***** Passage for review *****

Road in Essex, England

The A1159 road is a short road skirting the north of Southend-on-Sea from Thorpe Bay to London Southend Airport, in the coastal city of Southend-on-Sea, Essex.

==Route==

The A1159 commences its journey at Bournes Green Roundabout, its junction with the A13. The road heads northwest as Royal Artillery Way, which skirts the northern edge of the Southend urban area. The road then reaches a roundabout, with access to a housing estate to the south, and a leisure centre to the north. The A1159 reaches another roundabout up Eastern Avenue, with Fossetts Way giving access to Fossetts Park Retail Centre and Wellesley Hospital, and Sutton Road giving access to Temple Farm Industrial Estate. We then pass over Prittlewell Station, on the Greater Anglia line from London Liverpool Street to Southend Victoria Station. It then skirts Priory Park to the north as Priory Crescent, before it reaches a junction with the A127. At the junction, the A1159 turns right, becoming the residential road of Manners Way. The road ends at the next roundabout, at the entrance to London Southend Airport. The other roads at the roundabout are unclassified.

==A127/A1159 Cuckoo Corner & Priory Crescent==
In 2000 plans were announced to dual a 800m stretch of the A1159 comprising Priory Crescent and the Cuckoo Corner junction connecting it to the A127. This plan would, alongside the widening of the road, also included rebuilding of the bridge on which the road crosses the railway line. Preparatory work in 2003 led to the discovery of the Royal Saxon tomb in Prittlewell archaeological remains, a rare example of Anglo-Saxon burial. The road scheme has faced local controversy due to its location over the grave site and the loss of land from the adjoining Priory Park that would occur with its construction. The scheme is opposed by single issue local campaign groups Parklife and Priory Park Preservation Society. Since 2005 it has also been the site of an anti-road protest camp known as Camp Bling. Due to the opposition from local residents and the escalation in costs, the scheme is currently under review. When first proposed in 2000 the scheme was given an estimated cost of £3.5 million, but by 2006 costs had escalated to £20 million and in 2008 the new scheme was estimated at £10.8 million. This reduction in cost is mostly due to the removal of proposals to rebuild the railway bridge from the scheme.

At a meeting held between campaigners and Council members at the end of April 2009 it was announced that the scheme had been abandoned following its failure to receive funding from central government.

***** Study material *****

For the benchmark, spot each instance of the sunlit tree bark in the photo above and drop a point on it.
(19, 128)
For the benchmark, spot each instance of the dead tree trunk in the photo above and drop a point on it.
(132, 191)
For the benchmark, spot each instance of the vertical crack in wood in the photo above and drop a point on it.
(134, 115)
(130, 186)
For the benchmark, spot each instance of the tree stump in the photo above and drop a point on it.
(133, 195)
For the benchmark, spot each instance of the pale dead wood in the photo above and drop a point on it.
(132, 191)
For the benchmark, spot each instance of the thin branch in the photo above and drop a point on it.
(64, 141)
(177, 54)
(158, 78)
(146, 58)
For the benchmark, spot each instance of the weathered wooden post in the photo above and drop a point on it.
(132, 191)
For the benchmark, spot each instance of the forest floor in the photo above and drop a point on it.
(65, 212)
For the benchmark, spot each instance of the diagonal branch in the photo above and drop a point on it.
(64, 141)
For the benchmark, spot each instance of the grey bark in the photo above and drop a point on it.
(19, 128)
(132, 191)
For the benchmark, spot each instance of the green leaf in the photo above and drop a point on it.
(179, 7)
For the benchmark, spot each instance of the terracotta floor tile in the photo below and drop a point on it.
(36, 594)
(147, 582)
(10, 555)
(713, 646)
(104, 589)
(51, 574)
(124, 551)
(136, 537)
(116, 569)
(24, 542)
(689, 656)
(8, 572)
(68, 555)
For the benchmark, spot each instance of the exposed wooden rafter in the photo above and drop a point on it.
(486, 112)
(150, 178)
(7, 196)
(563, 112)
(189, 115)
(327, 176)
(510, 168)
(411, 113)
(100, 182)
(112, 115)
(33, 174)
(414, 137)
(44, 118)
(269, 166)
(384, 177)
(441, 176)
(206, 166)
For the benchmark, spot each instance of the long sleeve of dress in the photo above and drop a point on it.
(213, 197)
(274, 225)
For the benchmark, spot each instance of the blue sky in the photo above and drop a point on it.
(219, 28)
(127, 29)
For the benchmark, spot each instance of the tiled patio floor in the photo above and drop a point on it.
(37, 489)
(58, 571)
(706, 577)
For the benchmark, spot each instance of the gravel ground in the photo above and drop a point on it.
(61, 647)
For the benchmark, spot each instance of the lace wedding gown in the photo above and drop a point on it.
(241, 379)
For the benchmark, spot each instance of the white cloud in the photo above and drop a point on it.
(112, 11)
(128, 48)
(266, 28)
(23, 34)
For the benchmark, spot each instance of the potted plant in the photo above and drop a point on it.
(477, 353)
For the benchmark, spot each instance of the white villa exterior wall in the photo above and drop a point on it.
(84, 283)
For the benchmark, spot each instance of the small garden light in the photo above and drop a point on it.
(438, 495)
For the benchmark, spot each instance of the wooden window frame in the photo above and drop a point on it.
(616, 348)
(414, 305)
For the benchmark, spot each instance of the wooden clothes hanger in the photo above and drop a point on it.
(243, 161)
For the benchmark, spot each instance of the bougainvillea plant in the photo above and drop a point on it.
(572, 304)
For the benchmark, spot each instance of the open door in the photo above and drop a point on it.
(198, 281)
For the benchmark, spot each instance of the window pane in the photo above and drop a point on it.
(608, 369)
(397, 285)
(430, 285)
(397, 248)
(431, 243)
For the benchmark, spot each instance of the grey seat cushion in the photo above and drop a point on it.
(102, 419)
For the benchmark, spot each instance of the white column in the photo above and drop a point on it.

*****
***** Study material *****

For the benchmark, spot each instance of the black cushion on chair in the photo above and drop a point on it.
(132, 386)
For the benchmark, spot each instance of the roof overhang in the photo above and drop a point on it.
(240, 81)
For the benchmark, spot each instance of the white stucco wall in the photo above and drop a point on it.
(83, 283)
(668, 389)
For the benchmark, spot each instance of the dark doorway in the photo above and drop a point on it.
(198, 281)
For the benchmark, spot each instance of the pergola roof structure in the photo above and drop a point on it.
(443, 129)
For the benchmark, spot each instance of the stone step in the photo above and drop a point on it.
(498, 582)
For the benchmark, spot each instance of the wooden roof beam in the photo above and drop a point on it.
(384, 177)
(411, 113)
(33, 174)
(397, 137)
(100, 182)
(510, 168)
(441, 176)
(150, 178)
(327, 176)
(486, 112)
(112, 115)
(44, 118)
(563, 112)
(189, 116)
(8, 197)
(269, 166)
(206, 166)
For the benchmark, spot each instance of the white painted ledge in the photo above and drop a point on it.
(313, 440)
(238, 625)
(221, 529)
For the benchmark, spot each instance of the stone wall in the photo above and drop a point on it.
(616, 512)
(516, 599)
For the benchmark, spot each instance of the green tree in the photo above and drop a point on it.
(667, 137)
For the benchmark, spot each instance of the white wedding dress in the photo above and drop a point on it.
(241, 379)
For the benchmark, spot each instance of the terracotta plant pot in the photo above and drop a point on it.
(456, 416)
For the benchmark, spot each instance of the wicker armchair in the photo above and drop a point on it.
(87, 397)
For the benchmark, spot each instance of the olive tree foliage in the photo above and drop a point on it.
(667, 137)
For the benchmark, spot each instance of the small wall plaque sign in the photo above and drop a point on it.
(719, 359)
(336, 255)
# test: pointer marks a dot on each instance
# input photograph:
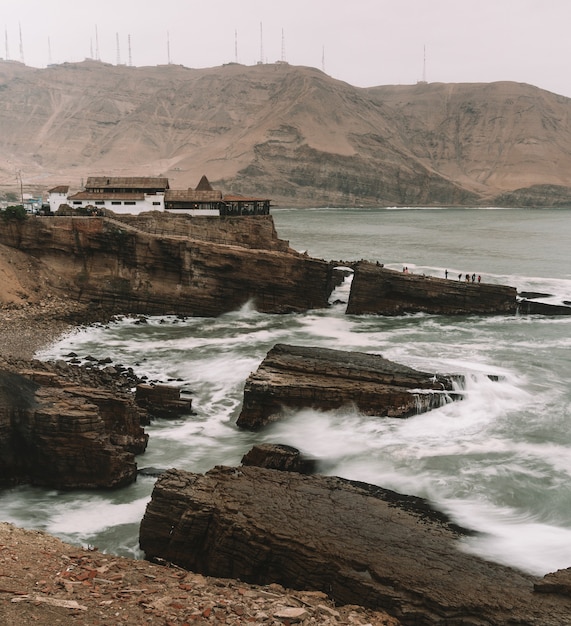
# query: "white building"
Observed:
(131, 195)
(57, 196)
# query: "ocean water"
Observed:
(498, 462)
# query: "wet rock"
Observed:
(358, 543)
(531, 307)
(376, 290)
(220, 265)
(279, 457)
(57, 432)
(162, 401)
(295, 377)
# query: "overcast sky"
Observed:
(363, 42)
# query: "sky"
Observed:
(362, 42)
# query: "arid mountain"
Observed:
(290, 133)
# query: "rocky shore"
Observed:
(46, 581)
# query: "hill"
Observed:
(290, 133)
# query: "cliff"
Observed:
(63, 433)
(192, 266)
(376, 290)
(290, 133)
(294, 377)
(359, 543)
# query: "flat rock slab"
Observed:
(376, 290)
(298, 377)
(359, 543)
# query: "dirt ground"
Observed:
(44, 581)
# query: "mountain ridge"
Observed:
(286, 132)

*****

## Problem statement:
From the passage on the A1159 road, reproduce word for word the part that begins at the words "Road in Essex, England" and stops after "of Southend-on-Sea, Essex.".

## Reply:
Road in Essex, England

The A1159 road is a short road skirting the north of Southend-on-Sea from Thorpe Bay to London Southend Airport, in the coastal city of Southend-on-Sea, Essex.